(Input for this task Opens)

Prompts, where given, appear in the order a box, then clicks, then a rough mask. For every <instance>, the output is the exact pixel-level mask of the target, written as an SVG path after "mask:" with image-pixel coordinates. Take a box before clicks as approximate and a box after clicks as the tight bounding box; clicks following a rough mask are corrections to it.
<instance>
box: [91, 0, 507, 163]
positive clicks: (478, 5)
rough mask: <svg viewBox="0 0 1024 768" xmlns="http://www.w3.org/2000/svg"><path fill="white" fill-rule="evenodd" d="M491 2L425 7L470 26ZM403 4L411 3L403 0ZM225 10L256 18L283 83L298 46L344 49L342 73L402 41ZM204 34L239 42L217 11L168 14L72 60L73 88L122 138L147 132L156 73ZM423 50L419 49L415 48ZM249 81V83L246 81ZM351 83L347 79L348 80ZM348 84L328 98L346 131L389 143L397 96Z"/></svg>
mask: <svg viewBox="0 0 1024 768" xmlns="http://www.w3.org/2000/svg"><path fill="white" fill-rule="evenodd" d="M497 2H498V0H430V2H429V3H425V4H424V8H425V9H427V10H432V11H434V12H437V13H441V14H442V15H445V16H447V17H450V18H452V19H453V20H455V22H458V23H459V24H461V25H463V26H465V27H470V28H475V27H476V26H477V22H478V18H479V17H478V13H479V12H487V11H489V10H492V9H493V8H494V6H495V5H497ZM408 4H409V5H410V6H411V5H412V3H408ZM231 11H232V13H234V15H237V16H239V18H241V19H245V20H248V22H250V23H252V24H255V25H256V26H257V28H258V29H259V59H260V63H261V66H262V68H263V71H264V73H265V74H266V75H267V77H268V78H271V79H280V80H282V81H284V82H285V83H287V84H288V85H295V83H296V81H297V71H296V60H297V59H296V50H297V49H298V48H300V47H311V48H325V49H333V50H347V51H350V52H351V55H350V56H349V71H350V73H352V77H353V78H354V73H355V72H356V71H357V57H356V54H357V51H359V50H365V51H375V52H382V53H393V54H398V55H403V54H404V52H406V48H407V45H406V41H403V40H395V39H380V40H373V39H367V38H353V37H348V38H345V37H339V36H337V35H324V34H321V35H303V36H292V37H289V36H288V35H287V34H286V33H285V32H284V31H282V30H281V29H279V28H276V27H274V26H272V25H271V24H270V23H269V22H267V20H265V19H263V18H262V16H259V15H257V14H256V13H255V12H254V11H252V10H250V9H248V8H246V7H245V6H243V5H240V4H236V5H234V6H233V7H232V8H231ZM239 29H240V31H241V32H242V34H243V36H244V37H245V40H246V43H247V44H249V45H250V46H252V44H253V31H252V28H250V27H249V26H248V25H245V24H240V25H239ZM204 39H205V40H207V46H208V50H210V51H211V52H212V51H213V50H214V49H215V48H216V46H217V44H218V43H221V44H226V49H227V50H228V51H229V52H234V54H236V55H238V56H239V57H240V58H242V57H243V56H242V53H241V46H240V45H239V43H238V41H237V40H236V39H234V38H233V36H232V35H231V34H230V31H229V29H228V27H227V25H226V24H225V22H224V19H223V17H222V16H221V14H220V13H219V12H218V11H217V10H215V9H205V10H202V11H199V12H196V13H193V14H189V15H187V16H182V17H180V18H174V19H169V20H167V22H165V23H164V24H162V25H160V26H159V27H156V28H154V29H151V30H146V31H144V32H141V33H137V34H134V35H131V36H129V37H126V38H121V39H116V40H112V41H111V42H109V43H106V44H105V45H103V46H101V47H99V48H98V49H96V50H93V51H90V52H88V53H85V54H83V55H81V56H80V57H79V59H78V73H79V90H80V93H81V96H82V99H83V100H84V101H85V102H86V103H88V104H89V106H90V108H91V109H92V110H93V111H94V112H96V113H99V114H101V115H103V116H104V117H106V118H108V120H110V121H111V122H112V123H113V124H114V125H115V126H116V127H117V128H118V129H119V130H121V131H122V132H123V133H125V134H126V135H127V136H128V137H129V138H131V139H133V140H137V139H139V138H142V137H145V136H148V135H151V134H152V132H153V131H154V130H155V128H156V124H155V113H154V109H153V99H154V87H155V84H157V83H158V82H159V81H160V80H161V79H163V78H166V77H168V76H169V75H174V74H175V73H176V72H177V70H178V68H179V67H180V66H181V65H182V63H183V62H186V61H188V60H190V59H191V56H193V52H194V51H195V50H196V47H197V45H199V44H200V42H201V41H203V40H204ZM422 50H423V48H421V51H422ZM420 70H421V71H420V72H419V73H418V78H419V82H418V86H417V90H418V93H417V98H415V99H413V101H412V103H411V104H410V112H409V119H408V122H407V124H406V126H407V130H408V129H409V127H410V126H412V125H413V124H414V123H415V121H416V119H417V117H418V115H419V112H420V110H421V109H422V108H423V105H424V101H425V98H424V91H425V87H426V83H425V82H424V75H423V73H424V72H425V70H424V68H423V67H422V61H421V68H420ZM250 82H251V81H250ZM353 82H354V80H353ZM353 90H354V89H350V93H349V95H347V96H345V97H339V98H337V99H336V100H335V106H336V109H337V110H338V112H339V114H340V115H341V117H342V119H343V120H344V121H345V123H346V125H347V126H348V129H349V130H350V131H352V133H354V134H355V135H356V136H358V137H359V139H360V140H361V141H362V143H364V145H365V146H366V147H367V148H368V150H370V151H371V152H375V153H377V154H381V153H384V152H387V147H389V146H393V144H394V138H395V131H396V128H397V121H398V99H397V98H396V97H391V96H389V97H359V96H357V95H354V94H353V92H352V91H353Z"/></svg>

(Input for this task Closes)

Task to complete:
Copy all lines from the entries that contain the word "clicks".

Solution to the exercise:
Prompts, where given, appear in the order a box, then clicks, then a rough mask. For every <instance>, the output is the exact pixel-level mask of the target, written as an SVG path after "mask:" with image-pixel coordinates. Take a box before clicks as approximate and a box after clicks as the tight bounding box; clicks following a rough mask are corrections to it.
positive clicks: (478, 5)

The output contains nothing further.